TEXT: Begin

KedroPipelineExplorer class parses a pipeline node
A simple example pipeline can be -

def create_pipeline(**kwargs) -> Pipeline:
    return pipeline(
        [
            node(
                func=preprocess_companies,
                inputs="companies",
                outputs="preprocessed_companies",
                name="preprocess_companies_node",
            ),
            node(
                func=preprocess_shuttles,
                inputs="shuttles",
                outputs="preprocessed_shuttles",
                name="preprocess_shuttles_node",
            ),
            node(
                func=create_model_input_table,
                inputs=["preprocessed_shuttles", "preprocessed_companies", "reviews"],
                outputs="model_input_table",
                name="create_model_input_table_node",
            ),
        ]
    )

The corresponding AST -

FunctionDef(
  name='create_pipeline',
  args=arguments(
    posonlyargs=[],
    args=[],
    kwonlyargs=[],
    kw_defaults=[],
    kwarg=arg(arg='kwargs'),
    defaults=[]),
  body=[
    Return(
      value=Call(
        func=Name(id='pipeline', ctx=Load()),
        args=[
          List(
            elts=[
              Call(
                func=Name(id='node', ctx=Load()),
                args=[],
                keywords=[
                  keyword(
                    arg='func',
                    value=Name(id='preprocess_companies', ctx=Load())),
                  keyword(
                    arg='inputs',
                    value=Constant(value='companies')),
                  keyword(
                    arg='outputs',
                    value=Constant(value='preprocessed_companies')),
                  keyword(
                    arg='name',
                    value=Constant(value='preprocess_companies_node'))]),

We will create a Kedro Node using the tree above by extracting the node func args and kwargs
We will also extract the pipeline func args and kwargs
Once we create all the Kedro Nodes, we create a Kedro Pipeline. The pipeline can be a modular/namespace pipeline if the pipeline has a kwarg of namespace (WIP as node can also have a namespace)

Challenges -

Kedro Node has a kwarg func which is of type Callable -

Since we are dealing with strings, it is hard to compile the function without installing any dependency. The workaround in this PR dynamically creates a function with the name stored in func_name using exec. The exec function executes the string as Python code in the context of the globals() dictionary. This means that a new function named func_name with arbitrary arguments (*args and **kwargs) and an empty body (pass) is created in the global scope.

if keyword.arg == "func":
    func_name = keyword.value.id
    exec(f"def {func_name}(*args, **kwargs): pass", globals())
    node_func = globals()[func_name]

Parsing args and kwargs values -

The values of args/kwargs of a node/pipeline can contain complex types like reference types, comprehensions, formatted strings, Joined strings etc. as shown below - (demo_project -> modelling -> pipeline.py)

def create_pipeline(model_types: List[str]) -> Pipeline:
    test_train_refs = ["X_train", "X_test", "y_train", "y_test"]

    # Split the model_input data
    split_stage_pipeline = pipeline(
        [
            node(
                func=split_data,
                inputs=["model_input_table", "params:split_options"],
                outputs=test_train_refs, # variable reference
            )
        ]
    )

TEXT: End

* REQUEST:
Write the next part of the Kedro pipeline text, picking up after its last line. The listing that follows has no connection to the Kedro pipeline text.

DATA EXTRACT: Begin

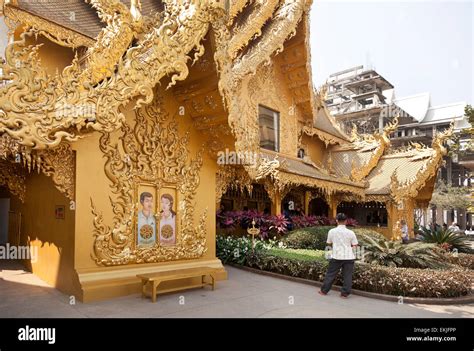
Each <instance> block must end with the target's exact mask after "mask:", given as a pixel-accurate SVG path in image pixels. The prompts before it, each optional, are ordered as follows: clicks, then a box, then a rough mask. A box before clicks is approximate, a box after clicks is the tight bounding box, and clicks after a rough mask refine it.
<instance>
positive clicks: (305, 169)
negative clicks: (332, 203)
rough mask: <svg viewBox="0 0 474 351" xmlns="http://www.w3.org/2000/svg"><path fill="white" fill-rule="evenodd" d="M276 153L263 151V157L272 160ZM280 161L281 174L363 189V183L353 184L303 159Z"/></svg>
mask: <svg viewBox="0 0 474 351" xmlns="http://www.w3.org/2000/svg"><path fill="white" fill-rule="evenodd" d="M275 155H276V154H275V153H273V152H268V153H267V151H266V150H262V157H263V158H264V159H266V160H272V159H273V158H274V157H275ZM278 161H280V167H279V171H280V172H285V173H292V174H298V175H301V176H304V177H309V178H314V179H319V180H326V181H329V182H335V183H341V184H347V185H351V186H355V187H360V188H363V187H364V184H363V183H357V182H353V181H351V180H350V179H348V178H347V177H341V176H339V175H337V174H330V173H329V172H328V171H327V170H326V169H324V168H322V167H318V166H317V165H315V164H313V163H310V162H306V161H304V160H302V159H298V158H292V157H285V156H282V155H278Z"/></svg>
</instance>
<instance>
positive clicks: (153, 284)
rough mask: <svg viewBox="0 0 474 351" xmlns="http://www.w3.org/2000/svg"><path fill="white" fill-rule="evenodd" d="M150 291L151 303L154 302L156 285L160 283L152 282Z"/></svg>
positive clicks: (154, 281)
mask: <svg viewBox="0 0 474 351" xmlns="http://www.w3.org/2000/svg"><path fill="white" fill-rule="evenodd" d="M152 284H153V285H152V289H151V301H152V302H156V288H157V287H158V285H159V284H160V282H157V281H155V280H154V281H153V282H152Z"/></svg>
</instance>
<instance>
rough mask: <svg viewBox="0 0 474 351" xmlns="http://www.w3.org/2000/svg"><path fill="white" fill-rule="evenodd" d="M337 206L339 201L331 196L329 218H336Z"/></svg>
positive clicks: (333, 197) (333, 196)
mask: <svg viewBox="0 0 474 351" xmlns="http://www.w3.org/2000/svg"><path fill="white" fill-rule="evenodd" d="M337 206H339V199H337V198H336V197H335V196H334V195H330V196H329V213H328V216H329V218H336V215H337Z"/></svg>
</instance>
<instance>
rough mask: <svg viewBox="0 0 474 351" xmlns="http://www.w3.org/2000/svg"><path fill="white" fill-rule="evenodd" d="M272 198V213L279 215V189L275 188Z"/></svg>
mask: <svg viewBox="0 0 474 351" xmlns="http://www.w3.org/2000/svg"><path fill="white" fill-rule="evenodd" d="M271 200H272V215H274V216H277V215H280V214H281V194H280V191H279V190H278V189H276V190H275V192H274V193H273V196H272V198H271Z"/></svg>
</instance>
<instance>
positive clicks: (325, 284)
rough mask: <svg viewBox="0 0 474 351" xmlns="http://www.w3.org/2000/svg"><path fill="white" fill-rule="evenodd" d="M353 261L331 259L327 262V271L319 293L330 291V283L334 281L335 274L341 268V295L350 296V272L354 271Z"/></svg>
mask: <svg viewBox="0 0 474 351" xmlns="http://www.w3.org/2000/svg"><path fill="white" fill-rule="evenodd" d="M354 261H355V260H335V259H331V260H330V261H329V267H328V271H327V273H326V277H325V278H324V283H323V286H322V287H321V291H322V292H323V293H326V294H327V293H328V291H329V290H331V286H332V283H333V282H334V279H336V275H337V273H339V270H340V269H341V268H342V279H343V285H342V290H341V293H342V294H347V295H348V294H350V293H351V288H352V272H353V271H354Z"/></svg>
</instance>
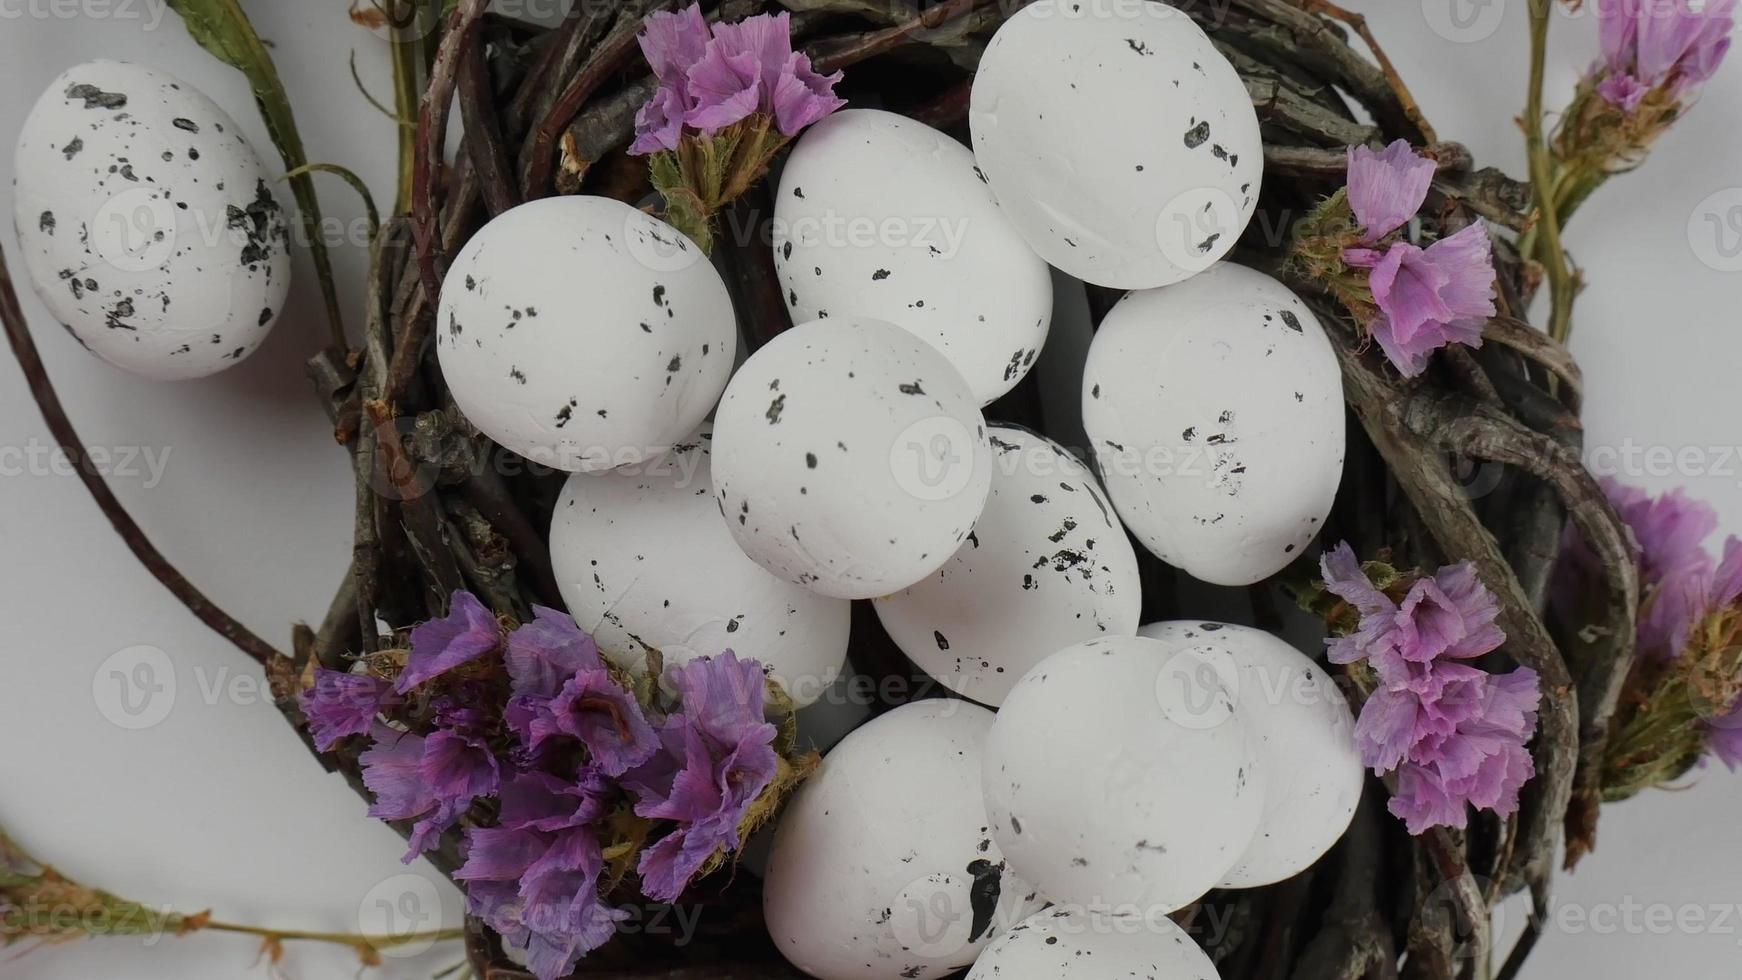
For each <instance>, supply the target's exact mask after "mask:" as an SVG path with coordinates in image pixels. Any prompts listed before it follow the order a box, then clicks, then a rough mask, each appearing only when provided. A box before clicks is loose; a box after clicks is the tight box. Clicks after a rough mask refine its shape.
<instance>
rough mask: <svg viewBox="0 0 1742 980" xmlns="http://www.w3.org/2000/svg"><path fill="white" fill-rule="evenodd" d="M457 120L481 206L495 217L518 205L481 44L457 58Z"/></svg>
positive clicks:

DATA EXTRACT: End

* RESULT FOR THIS EXERCISE:
    # Instantiate a new modeling pipeline for every model type
    model_pipelines = [
        pipeline(
            pipe=new_train_eval_template(), # Function call
            parameters={"dummy_model_options": f"model_options.{model_type}"}, # formatted strings
            inputs={k: k for k in test_train_refs},  # comprehension + variable reference
            namespace=model_type,
        )
        for model_type in model_types
    ]

    # Combine modeling pipeliens into one pipeline object
    all_modeling_pipelines = sum(model_pipelines)

    # Namespace consolidated modeling pipelines
    consolidated_model_pipelines = pipeline(
        pipe=all_modeling_pipelines,
        namespace="train_evaluation",
        inputs=test_train_refs, # variable reference
    )

    # Combine split and modeling stages into one pipeline
    complete_model_pipeline = split_stage_pipeline + consolidated_model_pipelines
    return complete_model_pipeline

The solution for these complex types needs to be explored. This PR contains helper functions parse_value, evaluate_ast_node, extract_variables_from_function to deal with some of the complex types.

Dealing with namespaces, multiple pipeline() functions, having more than 1 create_pipeline within a pipeline.py need to be explored.

Next Steps:

Discuss this during Tech Design scheduled on July 10, 2024
Explore alternatives if any
If we decide on AST approach, explore on the challenges
Set/Decide on the expectations for the initial release

Thanks a lot @ravi-kumar-pilla for the super detailed writeups!! 👏🏼

One question on the approach, just by quickly reading your first comment:

Mock the dependencies in-case of an import error

Have you considered unconditionally mock the dependencies? So that --lite is always faster than the regular version, whether the user has the dependencies or not.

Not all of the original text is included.